Written problem: Gather every line in the items below that contains the word "rocky", treating uppercase and lowercase letters as different.

Stored data:
———

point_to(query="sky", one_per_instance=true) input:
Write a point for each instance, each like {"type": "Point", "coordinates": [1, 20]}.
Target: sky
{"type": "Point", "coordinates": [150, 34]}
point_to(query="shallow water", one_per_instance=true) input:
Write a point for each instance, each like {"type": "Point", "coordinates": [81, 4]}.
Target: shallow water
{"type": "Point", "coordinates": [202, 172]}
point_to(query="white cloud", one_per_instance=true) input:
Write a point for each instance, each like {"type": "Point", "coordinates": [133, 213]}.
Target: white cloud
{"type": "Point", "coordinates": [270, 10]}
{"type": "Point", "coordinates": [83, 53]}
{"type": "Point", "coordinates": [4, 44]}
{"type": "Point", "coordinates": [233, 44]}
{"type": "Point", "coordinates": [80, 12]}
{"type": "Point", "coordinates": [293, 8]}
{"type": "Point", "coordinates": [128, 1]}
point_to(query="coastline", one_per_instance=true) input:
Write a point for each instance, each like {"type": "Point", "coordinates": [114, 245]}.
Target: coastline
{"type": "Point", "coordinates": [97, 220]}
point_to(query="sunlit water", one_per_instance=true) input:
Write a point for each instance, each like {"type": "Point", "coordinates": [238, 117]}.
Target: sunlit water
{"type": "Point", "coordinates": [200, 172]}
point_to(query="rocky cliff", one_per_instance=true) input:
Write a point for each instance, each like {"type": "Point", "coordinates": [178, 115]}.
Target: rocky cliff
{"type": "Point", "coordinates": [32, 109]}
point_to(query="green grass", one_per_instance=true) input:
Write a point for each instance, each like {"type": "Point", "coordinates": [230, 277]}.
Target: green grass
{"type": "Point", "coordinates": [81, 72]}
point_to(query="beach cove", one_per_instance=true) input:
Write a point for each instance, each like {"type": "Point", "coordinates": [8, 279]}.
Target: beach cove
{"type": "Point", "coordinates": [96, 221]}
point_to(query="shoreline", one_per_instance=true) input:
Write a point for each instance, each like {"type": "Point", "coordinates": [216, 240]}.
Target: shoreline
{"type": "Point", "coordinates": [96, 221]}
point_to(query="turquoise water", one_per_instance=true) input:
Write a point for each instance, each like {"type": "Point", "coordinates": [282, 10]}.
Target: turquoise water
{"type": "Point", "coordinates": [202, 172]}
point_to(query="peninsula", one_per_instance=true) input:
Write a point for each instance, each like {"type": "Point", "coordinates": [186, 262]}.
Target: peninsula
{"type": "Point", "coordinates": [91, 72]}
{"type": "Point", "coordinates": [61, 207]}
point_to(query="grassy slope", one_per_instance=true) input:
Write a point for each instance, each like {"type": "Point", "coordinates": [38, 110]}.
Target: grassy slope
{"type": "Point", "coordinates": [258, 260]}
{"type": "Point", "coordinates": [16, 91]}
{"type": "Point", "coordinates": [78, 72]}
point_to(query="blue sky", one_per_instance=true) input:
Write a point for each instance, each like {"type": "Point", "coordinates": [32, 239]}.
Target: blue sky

———

The result:
point_to(query="rocky cliff", one_per_instance=true) input:
Target: rocky cliff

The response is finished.